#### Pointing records
↓↓↓
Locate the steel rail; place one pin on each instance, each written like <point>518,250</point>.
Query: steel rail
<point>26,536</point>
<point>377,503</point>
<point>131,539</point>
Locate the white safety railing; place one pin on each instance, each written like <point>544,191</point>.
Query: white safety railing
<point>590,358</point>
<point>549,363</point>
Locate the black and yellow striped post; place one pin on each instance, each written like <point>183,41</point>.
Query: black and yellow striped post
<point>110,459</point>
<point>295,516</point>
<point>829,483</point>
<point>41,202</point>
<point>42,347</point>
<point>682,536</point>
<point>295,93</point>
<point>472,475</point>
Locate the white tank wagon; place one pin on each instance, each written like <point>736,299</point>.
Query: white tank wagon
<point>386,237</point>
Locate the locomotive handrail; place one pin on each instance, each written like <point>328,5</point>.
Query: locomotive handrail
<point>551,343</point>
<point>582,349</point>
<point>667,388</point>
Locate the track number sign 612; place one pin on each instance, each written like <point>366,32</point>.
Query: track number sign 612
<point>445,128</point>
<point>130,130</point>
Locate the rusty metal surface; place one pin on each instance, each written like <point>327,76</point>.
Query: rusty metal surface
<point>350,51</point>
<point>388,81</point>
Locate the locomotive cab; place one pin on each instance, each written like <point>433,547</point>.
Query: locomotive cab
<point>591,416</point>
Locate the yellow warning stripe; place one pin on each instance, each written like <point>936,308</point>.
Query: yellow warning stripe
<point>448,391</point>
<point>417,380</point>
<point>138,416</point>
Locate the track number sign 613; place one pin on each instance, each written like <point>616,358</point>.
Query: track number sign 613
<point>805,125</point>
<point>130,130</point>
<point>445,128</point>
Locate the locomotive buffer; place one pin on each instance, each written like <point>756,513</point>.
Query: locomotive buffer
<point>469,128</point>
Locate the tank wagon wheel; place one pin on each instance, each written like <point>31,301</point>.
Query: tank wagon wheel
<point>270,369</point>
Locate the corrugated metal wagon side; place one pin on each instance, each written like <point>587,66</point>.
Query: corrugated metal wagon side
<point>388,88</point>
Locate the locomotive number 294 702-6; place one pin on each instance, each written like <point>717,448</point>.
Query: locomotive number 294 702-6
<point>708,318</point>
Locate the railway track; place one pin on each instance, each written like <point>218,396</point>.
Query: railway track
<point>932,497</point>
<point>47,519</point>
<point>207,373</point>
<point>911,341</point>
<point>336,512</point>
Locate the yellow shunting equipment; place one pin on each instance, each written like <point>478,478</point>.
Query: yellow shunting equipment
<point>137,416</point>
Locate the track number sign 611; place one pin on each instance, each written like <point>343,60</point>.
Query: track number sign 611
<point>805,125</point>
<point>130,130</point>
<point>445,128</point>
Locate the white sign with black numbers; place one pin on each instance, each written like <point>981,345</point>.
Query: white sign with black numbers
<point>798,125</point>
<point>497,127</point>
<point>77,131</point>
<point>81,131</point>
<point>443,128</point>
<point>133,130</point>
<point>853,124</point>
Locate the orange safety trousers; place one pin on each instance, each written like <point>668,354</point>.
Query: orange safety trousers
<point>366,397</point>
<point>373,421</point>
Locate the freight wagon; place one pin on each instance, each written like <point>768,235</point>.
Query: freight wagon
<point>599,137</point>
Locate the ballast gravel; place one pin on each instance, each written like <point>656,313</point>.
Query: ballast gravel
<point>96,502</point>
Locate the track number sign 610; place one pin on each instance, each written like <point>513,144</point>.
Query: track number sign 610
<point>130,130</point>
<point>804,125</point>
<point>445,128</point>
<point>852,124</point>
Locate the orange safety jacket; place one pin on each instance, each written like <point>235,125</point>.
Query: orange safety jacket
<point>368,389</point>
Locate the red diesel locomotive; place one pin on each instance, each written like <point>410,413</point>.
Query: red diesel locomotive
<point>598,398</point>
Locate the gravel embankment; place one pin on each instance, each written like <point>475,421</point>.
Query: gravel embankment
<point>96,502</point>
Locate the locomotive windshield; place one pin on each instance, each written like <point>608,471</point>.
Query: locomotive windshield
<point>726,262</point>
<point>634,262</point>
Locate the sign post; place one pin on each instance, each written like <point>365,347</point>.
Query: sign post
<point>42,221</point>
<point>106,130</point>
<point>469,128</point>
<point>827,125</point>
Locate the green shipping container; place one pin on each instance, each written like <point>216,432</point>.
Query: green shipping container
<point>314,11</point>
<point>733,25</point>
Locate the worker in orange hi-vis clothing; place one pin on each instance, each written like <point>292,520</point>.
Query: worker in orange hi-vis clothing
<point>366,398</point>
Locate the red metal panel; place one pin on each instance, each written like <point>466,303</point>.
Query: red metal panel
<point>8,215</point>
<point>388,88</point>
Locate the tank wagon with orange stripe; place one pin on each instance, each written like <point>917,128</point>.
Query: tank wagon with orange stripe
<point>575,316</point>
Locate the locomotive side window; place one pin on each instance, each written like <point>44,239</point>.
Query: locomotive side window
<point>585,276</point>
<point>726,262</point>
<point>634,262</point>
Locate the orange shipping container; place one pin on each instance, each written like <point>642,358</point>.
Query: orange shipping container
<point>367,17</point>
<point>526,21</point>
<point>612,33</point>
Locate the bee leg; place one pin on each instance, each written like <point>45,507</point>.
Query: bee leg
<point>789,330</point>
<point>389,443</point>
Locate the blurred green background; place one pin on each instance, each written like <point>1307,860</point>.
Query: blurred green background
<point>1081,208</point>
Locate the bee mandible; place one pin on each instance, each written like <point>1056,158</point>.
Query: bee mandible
↑↑↑
#### Exercise details
Rescale the material from the line with "Locate the locomotive windshield;" up to and including the last line of the material. Copy those lines out in full, requests included, multiplying every point coordinate in the answers by 2.35 and rounding to whole numbers with halves rounded up, and leave the requests and their sample points unchanged.

#### Task answer
Locate the locomotive windshield; place one pin on each instance, each written like <point>608,471</point>.
Query: locomotive windshield
<point>1706,616</point>
<point>1490,616</point>
Locate the sign post; place one pin on each instance, each written like <point>365,347</point>.
Query: sign post
<point>99,519</point>
<point>249,306</point>
<point>1102,301</point>
<point>1943,294</point>
Locate the green shipping container; place one pin on each instance, each written like <point>216,432</point>.
Query: green shipping container
<point>738,26</point>
<point>1723,59</point>
Locate the worker in orange hi-vis clothing; place one pin on each instance, each written like <point>292,520</point>.
Query: worker in orange hi-vis clothing
<point>860,935</point>
Locate the red metal panel; place one pin on each instance, each written like <point>466,303</point>.
Query: red metal panel
<point>19,505</point>
<point>912,207</point>
Locate the tank wagon with orange stripe; place one pin on each instance, each written like <point>917,128</point>.
Query: tank wagon with orange stripe
<point>1351,743</point>
Locate the locomotive side window; place one pin on each instance, each written like <point>44,239</point>.
Query: locomotive side window
<point>1375,649</point>
<point>1706,616</point>
<point>1490,616</point>
Locate the orange shipping container; place one pin on each instance, each written like <point>642,358</point>.
Query: orange shipping container
<point>862,40</point>
<point>1236,49</point>
<point>1438,78</point>
Locate the bee leg; place one pin on each instance, each written like <point>45,507</point>.
Query: bee leg
<point>1854,776</point>
<point>914,1041</point>
Locate the blurred green background; place one pin on each instance, each written like <point>1307,860</point>.
Query: blurred green background
<point>2540,489</point>
Locate the bee mandible; place one pin on each instance, each written like <point>1056,158</point>.
Query: bee mandible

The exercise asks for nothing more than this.